----- RECORD EXTRACTS -----
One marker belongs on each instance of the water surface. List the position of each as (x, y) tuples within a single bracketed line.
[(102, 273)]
-----
----- RECORD EXTRACTS -----
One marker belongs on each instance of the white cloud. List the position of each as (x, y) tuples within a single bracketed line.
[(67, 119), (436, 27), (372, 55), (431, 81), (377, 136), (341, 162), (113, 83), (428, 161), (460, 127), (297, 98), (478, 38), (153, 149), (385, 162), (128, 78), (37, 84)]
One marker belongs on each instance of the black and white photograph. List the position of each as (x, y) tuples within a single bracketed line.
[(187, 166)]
-----
----- RECORD EXTRACTS -----
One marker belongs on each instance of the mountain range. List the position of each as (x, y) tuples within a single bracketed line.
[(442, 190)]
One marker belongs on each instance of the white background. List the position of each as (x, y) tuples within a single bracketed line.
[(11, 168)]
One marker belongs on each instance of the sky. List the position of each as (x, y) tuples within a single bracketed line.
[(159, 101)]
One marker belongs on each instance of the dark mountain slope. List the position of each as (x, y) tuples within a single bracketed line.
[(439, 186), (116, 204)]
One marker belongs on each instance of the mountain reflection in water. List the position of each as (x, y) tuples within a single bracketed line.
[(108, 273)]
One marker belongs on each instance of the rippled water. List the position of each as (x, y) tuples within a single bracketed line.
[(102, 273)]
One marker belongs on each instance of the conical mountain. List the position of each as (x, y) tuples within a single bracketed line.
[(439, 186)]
-----
● GIVEN INSTRUCTION:
Copy verbatim the listing lines above, starting at the line with "One marker belongs on each instance of the black" and ending at the line with "[(187, 166)]", both ends included.

● EXERCISE SOLUTION:
One marker belongs on each instance of the black and white photograph. List the position of each as (x, y) tuples within a single bracketed line.
[(187, 166)]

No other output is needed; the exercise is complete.